[Records from a data source]
■ ■ ■ ■ ■
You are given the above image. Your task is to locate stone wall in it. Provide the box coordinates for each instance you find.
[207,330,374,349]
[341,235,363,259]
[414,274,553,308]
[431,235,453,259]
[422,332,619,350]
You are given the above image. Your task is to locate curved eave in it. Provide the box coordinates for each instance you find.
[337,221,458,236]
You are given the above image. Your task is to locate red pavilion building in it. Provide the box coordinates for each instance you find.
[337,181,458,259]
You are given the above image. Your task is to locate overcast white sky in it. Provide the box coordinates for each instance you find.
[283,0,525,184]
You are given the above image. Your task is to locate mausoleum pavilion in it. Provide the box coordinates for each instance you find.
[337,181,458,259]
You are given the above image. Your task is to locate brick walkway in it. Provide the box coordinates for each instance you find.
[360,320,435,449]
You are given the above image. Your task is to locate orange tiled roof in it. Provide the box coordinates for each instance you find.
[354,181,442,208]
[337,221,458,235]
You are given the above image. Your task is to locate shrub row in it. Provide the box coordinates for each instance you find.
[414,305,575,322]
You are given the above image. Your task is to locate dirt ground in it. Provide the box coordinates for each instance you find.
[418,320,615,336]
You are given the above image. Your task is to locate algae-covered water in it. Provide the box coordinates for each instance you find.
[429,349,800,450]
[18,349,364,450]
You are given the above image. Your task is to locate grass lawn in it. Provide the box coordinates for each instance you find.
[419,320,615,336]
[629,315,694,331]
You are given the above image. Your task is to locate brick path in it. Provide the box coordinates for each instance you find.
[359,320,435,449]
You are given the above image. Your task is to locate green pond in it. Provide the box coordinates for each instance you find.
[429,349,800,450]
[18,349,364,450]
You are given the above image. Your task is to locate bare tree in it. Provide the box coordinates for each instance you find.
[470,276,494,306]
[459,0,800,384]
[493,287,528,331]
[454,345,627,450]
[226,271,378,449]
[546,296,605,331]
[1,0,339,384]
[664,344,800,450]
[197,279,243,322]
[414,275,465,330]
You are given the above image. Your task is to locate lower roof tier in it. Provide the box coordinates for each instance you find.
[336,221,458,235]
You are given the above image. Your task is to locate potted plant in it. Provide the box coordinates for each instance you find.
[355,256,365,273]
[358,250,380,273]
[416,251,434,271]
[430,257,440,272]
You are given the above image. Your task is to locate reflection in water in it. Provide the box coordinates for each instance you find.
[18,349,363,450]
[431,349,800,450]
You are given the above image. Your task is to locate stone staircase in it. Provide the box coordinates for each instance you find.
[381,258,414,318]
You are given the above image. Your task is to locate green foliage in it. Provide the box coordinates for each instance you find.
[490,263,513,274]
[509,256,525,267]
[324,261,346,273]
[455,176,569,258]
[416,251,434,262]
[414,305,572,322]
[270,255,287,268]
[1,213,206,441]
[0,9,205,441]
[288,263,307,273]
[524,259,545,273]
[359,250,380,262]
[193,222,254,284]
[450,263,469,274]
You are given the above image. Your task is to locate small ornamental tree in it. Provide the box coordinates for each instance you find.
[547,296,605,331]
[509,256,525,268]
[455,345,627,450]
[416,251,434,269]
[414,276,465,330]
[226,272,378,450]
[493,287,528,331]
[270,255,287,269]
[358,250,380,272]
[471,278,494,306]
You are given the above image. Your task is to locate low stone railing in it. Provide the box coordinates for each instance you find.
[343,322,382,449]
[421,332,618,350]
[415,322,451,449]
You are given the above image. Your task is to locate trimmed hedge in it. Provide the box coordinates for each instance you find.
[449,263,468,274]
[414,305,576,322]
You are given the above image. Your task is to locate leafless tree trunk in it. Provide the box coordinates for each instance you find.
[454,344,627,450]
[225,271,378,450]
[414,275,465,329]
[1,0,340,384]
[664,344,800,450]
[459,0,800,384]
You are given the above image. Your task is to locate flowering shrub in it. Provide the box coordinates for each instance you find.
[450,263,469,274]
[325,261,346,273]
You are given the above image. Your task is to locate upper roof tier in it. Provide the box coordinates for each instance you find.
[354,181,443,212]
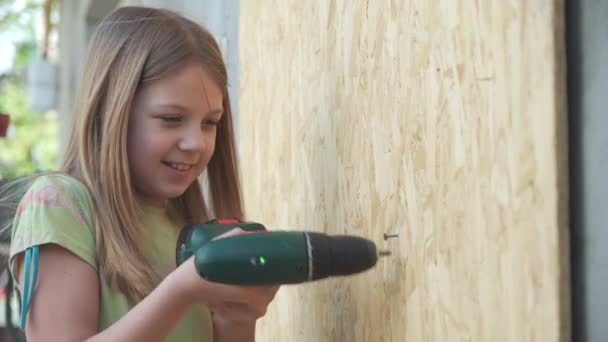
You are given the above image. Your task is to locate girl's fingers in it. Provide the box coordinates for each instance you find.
[213,227,246,240]
[252,285,280,300]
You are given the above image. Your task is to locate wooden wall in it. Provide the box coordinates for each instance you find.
[239,1,569,341]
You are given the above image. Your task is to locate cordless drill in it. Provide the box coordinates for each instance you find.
[176,219,384,285]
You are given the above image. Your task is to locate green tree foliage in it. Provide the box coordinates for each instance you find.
[0,0,59,180]
[0,84,58,179]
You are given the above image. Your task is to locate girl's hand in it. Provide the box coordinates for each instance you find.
[209,284,279,325]
[209,228,280,323]
[170,228,280,323]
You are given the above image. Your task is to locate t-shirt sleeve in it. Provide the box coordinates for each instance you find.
[9,174,97,286]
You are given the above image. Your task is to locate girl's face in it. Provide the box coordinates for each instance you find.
[128,63,224,207]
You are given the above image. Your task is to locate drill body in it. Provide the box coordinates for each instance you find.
[176,220,380,286]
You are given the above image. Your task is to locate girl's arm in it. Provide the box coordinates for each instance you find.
[17,244,193,342]
[18,229,278,341]
[18,244,277,342]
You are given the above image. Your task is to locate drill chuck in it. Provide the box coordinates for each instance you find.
[306,232,378,280]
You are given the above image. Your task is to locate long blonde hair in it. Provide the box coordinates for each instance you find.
[60,6,243,302]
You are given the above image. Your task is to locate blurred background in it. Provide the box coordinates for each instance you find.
[0,0,59,179]
[0,1,606,342]
[1,1,59,338]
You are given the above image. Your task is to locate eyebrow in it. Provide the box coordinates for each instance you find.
[155,103,223,116]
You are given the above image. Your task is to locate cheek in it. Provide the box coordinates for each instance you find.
[128,142,151,176]
[205,133,217,156]
[133,130,175,156]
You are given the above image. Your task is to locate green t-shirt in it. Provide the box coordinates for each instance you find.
[9,174,212,341]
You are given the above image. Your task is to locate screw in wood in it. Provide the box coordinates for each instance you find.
[378,250,392,257]
[383,233,399,240]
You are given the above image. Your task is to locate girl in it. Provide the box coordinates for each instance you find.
[4,6,277,342]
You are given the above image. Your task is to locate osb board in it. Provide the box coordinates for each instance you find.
[239,1,569,341]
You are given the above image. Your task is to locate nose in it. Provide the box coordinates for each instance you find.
[177,126,207,152]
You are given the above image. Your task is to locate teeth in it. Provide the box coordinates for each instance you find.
[169,163,192,171]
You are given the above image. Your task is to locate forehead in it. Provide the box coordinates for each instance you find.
[133,63,223,112]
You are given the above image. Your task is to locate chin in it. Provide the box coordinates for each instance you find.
[163,186,191,199]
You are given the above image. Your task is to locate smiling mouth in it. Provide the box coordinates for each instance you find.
[163,162,194,171]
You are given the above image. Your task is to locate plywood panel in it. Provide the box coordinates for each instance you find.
[239,1,569,341]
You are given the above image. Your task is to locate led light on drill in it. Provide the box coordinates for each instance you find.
[248,256,267,266]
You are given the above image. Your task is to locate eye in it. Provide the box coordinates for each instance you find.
[159,115,183,123]
[202,119,220,127]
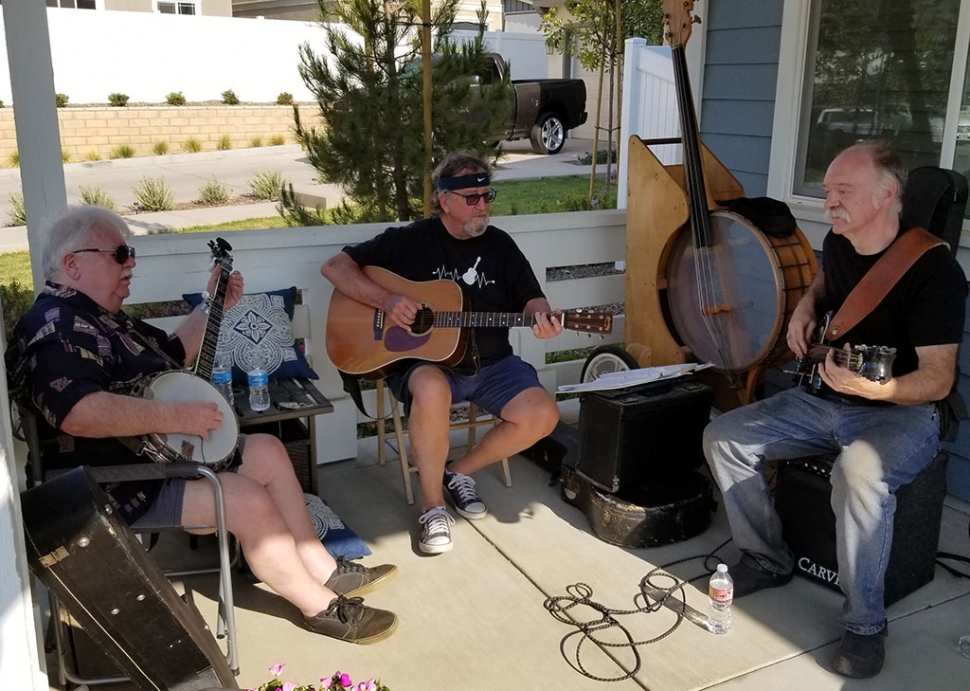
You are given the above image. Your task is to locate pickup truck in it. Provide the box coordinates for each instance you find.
■ ■ ■ ■ ■
▶ **What needs to be done**
Leave the pictures out, and transcribe each of the records exactly.

▶ **Exercise output**
You are given the above image. Your task is to locate stone wall in it. Provide the box coordinates for each instance you find.
[207,330,374,349]
[341,235,363,259]
[414,274,553,308]
[431,235,453,259]
[422,332,619,350]
You are given the above image. Your task is to locate curved eave in it. Provide the box coordinates for each instance you find.
[337,221,458,236]
You are given the above image. Your task is to locate red pavilion building in it. Provide the box coordinates for each instance you find.
[337,181,458,259]
You are given the above image. Your task is to locate overcast white sky in it. Provide the box coordinates for each instance you find.
[283,0,525,184]
You are given the above image. Your task is to locate mausoleum pavilion in it. Provide the box coordinates for each instance you find.
[337,181,458,259]
You are given the above image. Your task is to locate brick walkway in it. Provide the box coordinates for each instance you find.
[360,320,435,449]
You are given the above image. Your task is to locate orange tiled roof in it. Provide the box coordinates for each instance you find.
[354,181,442,208]
[337,221,458,235]
You are given the above image. Your task is to locate shrub row in it. Provide the box coordinates for each instance you find.
[414,305,575,322]
You are given the above image. Your task is to locate dirt ground in it. Provide the box coordinates for each instance you find.
[418,320,615,336]
You are given the above image. Your task is to locate algae-covered water in it. Provide the box coordinates for each instance you find.
[429,349,800,450]
[18,349,364,450]
You are given the above image. Your task is to locate grass lawn in it. Provide the box coordinates for each instance you find.
[419,320,615,336]
[629,315,694,331]
You are given the above image. Your task is to locate brick path in it. Provide the box coordinates for each instance you find.
[359,320,435,449]
You are given the above image. Your task is to locate green pond in it. Provide the box coordinates for each instance you find.
[429,349,800,450]
[18,349,364,450]
You are given the above image. Your task is to locate bare tree in it. Provide the box coordinates for each instance you find.
[470,276,494,306]
[459,0,800,384]
[493,287,528,331]
[454,345,627,450]
[226,271,378,449]
[546,296,605,331]
[1,0,339,384]
[664,344,800,450]
[197,279,243,322]
[414,275,465,330]
You are given the above image. Your task is to locate lower roof tier in it. Provide the box coordinates for each instance you find.
[336,221,458,235]
You are given the above image. Your task is to locate potted plant in it. Provide the box coordinates for each instance you find.
[355,256,365,273]
[358,250,380,273]
[416,251,434,271]
[430,257,440,272]
You are given the above image. Your task is to locate reflection in water in it. Provide the box coordinates for each instance you find.
[18,349,363,450]
[431,349,800,450]
You are given the above image. Your task is to locate stone staircase in it. Provide the box coordinates for each instance you find.
[381,258,414,318]
You are given the above image. Your task is to locate green foliage in it. Provide the box coordinates for each instance you find.
[490,263,513,274]
[509,256,525,267]
[324,261,346,273]
[455,176,569,258]
[416,251,434,262]
[414,305,572,322]
[270,255,287,268]
[1,213,206,441]
[0,9,205,441]
[288,263,307,273]
[524,259,545,273]
[359,250,380,262]
[193,222,254,284]
[450,263,469,274]
You are given the above image. Your task is to locate small ornamental tree in it. Provide the box coordinates for each instance you find.
[547,296,605,331]
[509,256,525,268]
[455,345,627,450]
[416,251,434,269]
[414,276,465,330]
[226,272,378,450]
[493,287,528,331]
[270,255,287,269]
[358,250,380,272]
[471,278,494,306]
You are given the above image. Your task is to locate low stone railing in it. Provide the box coordinates for each instance you find.
[343,322,382,449]
[421,332,618,350]
[415,322,451,449]
You are given the above image. Your task is to locate trimmed hedge in it. Provide the box coordinates for each instance you find.
[449,263,468,274]
[414,305,576,322]
You are given the above image. Your task is to locate leafless tree trunk in it. Provide the box coordinates for each instance you find.
[454,344,627,450]
[225,271,378,450]
[414,275,465,329]
[1,0,340,384]
[664,344,800,450]
[459,0,800,384]
You are given the above image. Your task is to locate flowering shrub in it. Provide the box coordinates for each instance you find.
[450,263,469,274]
[325,261,346,273]
You are given the above image. Your task is to locate upper roof tier in it. Provide the box coordinates for each instance you find.
[354,181,443,212]
You are given the above image. Your task is to locate girl's fingers in it. Provide the box coordinates for each instance you find.
[213,227,246,240]
[252,285,280,300]
You are given the above image. Your task is to locate wooden wall in it. Provide the box coordinates for each instance you find.
[239,1,569,341]
You are given the above image. Your task is to locate cordless drill in it. Provide the box coordinates for each instance you find.
[176,219,384,285]
You are given the above image. Your task is to locate green tree foliage in it. Provide the box coordinates for each instance you find.
[0,0,59,180]
[0,84,58,179]
You are given the above image. Your task is to locate girl's hand in it. Provide the box coordinates for each instance you find.
[209,284,279,325]
[209,228,280,323]
[170,228,280,323]
You are given the above image. Your task is to locate t-shirt sleeve in it. Provide the box coordinates for each instance you find.
[9,174,97,286]
You are given the above image. Your task is to locate girl's face in it. Provide the box coordinates for each instance you find.
[128,63,224,207]
You are given the above image. Your task is to locate drill body in it. Provide the box coordinates for each instance you find.
[176,220,380,286]
You are given the above image. Your task is to locate girl's arm in it. Provide the box coordinates for each instance you find.
[17,244,193,342]
[18,229,278,341]
[18,244,277,342]
You are given the above image. Your task is to locate drill chuck in it. Provide the box coordinates for each instance you find.
[306,232,378,280]
You are given the above image. Your task is to locate long blonde hair in it. Provide the box coordinates for each instance you find.
[60,6,243,302]
You are given the above image. Your task is to locate blurred background in it. Provide the box coordinates for each instance you find.
[0,0,59,179]
[0,1,606,342]
[1,1,59,338]
You are given the above image. Your task is to locate eyebrow in it. Provide the box coordinates for each instance you find.
[155,103,223,116]
You are given the above image. Your task is to locate cheek in it. Provide the box coordinates for each instance you find.
[128,142,151,176]
[205,133,217,156]
[133,130,175,156]
You are given the above image. Your task is to locate green t-shirt in it. Provide the box coordinates for each instance you find.
[9,174,212,341]
You are given the above image. Your task is to locate screw in wood in it. Provide the box coordinates for each instance you find.
[378,250,392,257]
[383,233,399,240]
You are given the above image. Your task is to locate girl in it. Provide the box coordinates for each instance you find.
[4,6,277,342]
You are given the above image. Your task is to locate osb board in it. Provide the box coordinates for each instance you find.
[239,1,569,341]
You are given the above image. Your task is to locate nose in it. Provide the box coordinates for each instance you find.
[177,126,207,152]
You are given the above image. Your task is to locate teeth in it. Provide the box coordinates for each instance you find.
[169,163,192,171]
You are given the above image. Your task is to locate forehead in it. Provide the box coordinates for each instance you find.
[133,63,223,112]
You are given the above image. Your task is to locate chin in it. Provide the box coordinates for each instance you find.
[163,186,191,199]
You are given the above image. Your task is to locate smiling mouth in it. Provide the box coordinates for each instance you find.
[163,162,194,171]
You are given the above image. Your task is to locate plywood panel in it. Provide the box coordinates for each instance you find.
[239,1,569,341]
You are given the above image. Your task is to locate led light on drill in it. Provide the box coordinates for each instance you find.
[248,256,267,266]
You are given the above image. Your task is to locate eye in it. Provide the box coordinates for each instance you find.
[159,115,183,123]
[202,119,220,127]
You are given the above image. Your task is to locate pickup truck in it. Provide the box coordinates for each instance you find.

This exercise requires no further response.